### EXERCISE INSTRUCTIONS
Reproduce the following lines character for character, leaving out nothing and changing nothing.

(Data excerpts)
——————————

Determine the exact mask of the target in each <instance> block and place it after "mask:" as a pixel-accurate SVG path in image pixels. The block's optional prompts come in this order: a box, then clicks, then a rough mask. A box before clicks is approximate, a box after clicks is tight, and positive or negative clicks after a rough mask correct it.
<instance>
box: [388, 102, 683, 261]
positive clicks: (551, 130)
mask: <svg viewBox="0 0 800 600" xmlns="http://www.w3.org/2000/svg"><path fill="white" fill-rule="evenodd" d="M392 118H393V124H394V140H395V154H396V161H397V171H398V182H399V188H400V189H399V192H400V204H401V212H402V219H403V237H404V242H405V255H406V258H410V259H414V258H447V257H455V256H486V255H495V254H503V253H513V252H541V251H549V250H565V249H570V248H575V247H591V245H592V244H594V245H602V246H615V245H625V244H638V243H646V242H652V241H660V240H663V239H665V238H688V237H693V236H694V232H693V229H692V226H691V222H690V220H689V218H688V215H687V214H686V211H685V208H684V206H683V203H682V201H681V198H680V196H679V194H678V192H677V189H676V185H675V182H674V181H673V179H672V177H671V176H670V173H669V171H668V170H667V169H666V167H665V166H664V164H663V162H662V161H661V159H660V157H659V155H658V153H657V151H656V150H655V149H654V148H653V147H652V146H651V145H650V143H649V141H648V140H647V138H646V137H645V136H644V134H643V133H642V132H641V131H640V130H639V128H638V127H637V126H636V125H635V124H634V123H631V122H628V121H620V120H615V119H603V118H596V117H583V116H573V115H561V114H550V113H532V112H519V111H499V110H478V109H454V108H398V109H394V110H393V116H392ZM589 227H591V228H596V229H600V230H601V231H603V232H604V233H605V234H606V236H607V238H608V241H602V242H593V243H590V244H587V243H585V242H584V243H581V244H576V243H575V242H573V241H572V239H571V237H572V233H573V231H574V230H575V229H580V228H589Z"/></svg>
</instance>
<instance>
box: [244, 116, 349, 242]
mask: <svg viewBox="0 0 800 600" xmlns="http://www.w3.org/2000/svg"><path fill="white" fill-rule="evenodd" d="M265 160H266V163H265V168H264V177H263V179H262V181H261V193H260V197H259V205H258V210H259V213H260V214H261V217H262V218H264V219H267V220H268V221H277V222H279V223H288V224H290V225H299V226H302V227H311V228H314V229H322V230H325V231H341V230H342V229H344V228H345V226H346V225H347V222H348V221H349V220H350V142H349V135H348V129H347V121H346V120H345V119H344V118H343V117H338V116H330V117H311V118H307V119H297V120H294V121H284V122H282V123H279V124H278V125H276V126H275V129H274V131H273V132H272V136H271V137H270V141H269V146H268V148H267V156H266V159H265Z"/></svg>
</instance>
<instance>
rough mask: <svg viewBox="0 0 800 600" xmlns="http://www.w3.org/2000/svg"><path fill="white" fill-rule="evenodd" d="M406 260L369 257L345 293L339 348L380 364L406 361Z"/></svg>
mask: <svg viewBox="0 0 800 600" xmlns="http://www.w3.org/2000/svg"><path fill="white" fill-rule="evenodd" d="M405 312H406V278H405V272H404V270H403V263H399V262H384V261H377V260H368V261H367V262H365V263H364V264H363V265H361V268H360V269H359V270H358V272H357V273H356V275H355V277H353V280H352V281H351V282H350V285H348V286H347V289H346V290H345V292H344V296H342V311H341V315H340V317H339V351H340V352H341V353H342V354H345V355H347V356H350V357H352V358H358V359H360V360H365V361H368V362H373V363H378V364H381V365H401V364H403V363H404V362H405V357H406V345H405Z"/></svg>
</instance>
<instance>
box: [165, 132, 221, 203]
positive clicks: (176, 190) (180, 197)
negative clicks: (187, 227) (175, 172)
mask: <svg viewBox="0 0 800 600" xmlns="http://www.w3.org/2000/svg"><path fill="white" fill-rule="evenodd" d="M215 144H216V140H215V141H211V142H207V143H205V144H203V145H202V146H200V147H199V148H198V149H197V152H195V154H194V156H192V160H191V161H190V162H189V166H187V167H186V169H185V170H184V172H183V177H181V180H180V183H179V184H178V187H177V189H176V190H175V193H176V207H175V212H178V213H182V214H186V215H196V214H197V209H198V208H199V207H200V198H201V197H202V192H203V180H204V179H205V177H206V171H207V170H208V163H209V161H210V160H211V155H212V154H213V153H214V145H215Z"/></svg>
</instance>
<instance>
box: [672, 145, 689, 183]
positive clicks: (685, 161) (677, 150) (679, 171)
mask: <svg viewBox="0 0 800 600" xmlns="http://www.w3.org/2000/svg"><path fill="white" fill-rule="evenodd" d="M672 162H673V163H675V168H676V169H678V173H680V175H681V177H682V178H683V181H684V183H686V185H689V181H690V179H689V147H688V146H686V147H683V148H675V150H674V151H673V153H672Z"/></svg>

——————————

### RESULT OF THIS TASK
Determine the exact mask of the target in each <instance> block and place it after "mask:" as a pixel-accurate SVG path in image pixels. The block's optional prompts come in this order: a box, then clicks, then a rough mask. A box before clicks is approximate, a box after clicks is tight, and positive or negative clicks after a rough mask correct it.
<instance>
box: [388, 102, 683, 261]
positive clicks: (551, 130)
mask: <svg viewBox="0 0 800 600" xmlns="http://www.w3.org/2000/svg"><path fill="white" fill-rule="evenodd" d="M392 118H393V124H394V140H395V154H396V161H397V171H398V182H399V188H400V189H399V192H400V204H401V212H402V219H403V237H404V242H405V255H406V258H410V259H414V258H447V257H455V256H486V255H495V254H503V253H513V252H541V251H549V250H565V249H570V248H575V247H591V245H592V244H594V245H602V246H615V245H625V244H638V243H646V242H652V241H660V240H663V239H665V238H688V237H693V236H694V232H693V229H692V226H691V222H690V220H689V218H688V215H687V214H686V211H685V208H684V206H683V203H682V201H681V198H680V196H679V194H678V192H677V189H676V185H675V182H674V181H673V179H672V177H671V176H670V173H669V171H668V170H667V169H666V167H665V166H664V164H663V162H662V161H661V159H660V157H659V155H658V153H657V151H656V150H655V149H654V148H653V147H652V146H651V145H650V143H649V141H648V140H647V138H646V137H645V136H644V134H643V133H642V132H641V131H640V130H639V128H638V127H637V126H636V125H635V124H634V123H631V122H628V121H620V120H615V119H603V118H596V117H583V116H573V115H561V114H550V113H532V112H519V111H499V110H478V109H454V108H398V109H394V110H393V116H392ZM589 227H591V228H596V229H600V230H601V231H603V232H604V233H605V234H606V236H607V238H608V241H602V242H593V243H590V244H587V243H585V242H584V243H581V244H576V243H575V242H573V241H572V239H571V237H572V233H573V231H574V230H575V229H580V228H589Z"/></svg>
</instance>
<instance>
box: [244, 116, 349, 242]
mask: <svg viewBox="0 0 800 600" xmlns="http://www.w3.org/2000/svg"><path fill="white" fill-rule="evenodd" d="M265 160H266V163H265V168H264V177H263V179H262V181H261V193H260V197H259V205H258V210H259V213H260V214H261V217H262V218H264V219H267V220H268V221H277V222H279V223H288V224H290V225H299V226H302V227H311V228H314V229H322V230H325V231H341V230H342V229H344V228H345V226H346V225H347V222H348V221H349V220H350V142H349V135H348V129H347V121H346V120H345V119H344V118H343V117H338V116H330V117H311V118H307V119H297V120H294V121H284V122H282V123H279V124H278V125H276V126H275V129H274V131H273V132H272V136H271V137H270V141H269V146H268V148H267V156H266V159H265Z"/></svg>
</instance>
<instance>
rough mask: <svg viewBox="0 0 800 600" xmlns="http://www.w3.org/2000/svg"><path fill="white" fill-rule="evenodd" d="M406 260L369 257L345 293L339 348L380 364L406 361Z"/></svg>
mask: <svg viewBox="0 0 800 600" xmlns="http://www.w3.org/2000/svg"><path fill="white" fill-rule="evenodd" d="M405 312H406V278H405V272H404V270H403V263H399V262H384V261H377V260H368V261H367V262H365V263H364V264H363V265H361V268H360V269H359V270H358V272H357V273H356V275H355V277H353V280H352V281H351V282H350V285H348V286H347V289H346V290H345V292H344V296H342V311H341V315H340V317H339V351H340V352H341V353H342V354H345V355H347V356H350V357H352V358H358V359H360V360H365V361H368V362H373V363H378V364H381V365H401V364H403V363H404V362H405V357H406V345H405Z"/></svg>
</instance>
<instance>
box: [165, 132, 221, 203]
positive clicks: (176, 190) (180, 197)
negative clicks: (187, 227) (175, 172)
mask: <svg viewBox="0 0 800 600" xmlns="http://www.w3.org/2000/svg"><path fill="white" fill-rule="evenodd" d="M215 144H216V140H215V141H211V142H207V143H205V144H203V145H202V146H200V147H199V148H198V149H197V152H195V154H194V156H192V160H191V161H190V162H189V166H187V167H186V169H185V170H184V172H183V177H181V180H180V183H179V184H178V187H177V189H176V190H175V193H176V207H175V212H178V213H182V214H186V215H196V214H197V209H198V208H199V207H200V198H201V197H202V192H203V180H204V179H205V177H206V171H207V170H208V163H209V161H210V160H211V155H212V154H213V153H214V145H215Z"/></svg>
</instance>
<instance>
box: [672, 145, 689, 183]
positive clicks: (685, 161) (677, 150) (679, 171)
mask: <svg viewBox="0 0 800 600" xmlns="http://www.w3.org/2000/svg"><path fill="white" fill-rule="evenodd" d="M672 162H673V163H675V168H676V169H678V173H680V175H681V177H682V178H683V181H684V183H686V185H689V181H690V179H689V147H688V146H686V147H683V148H675V150H674V151H673V153H672Z"/></svg>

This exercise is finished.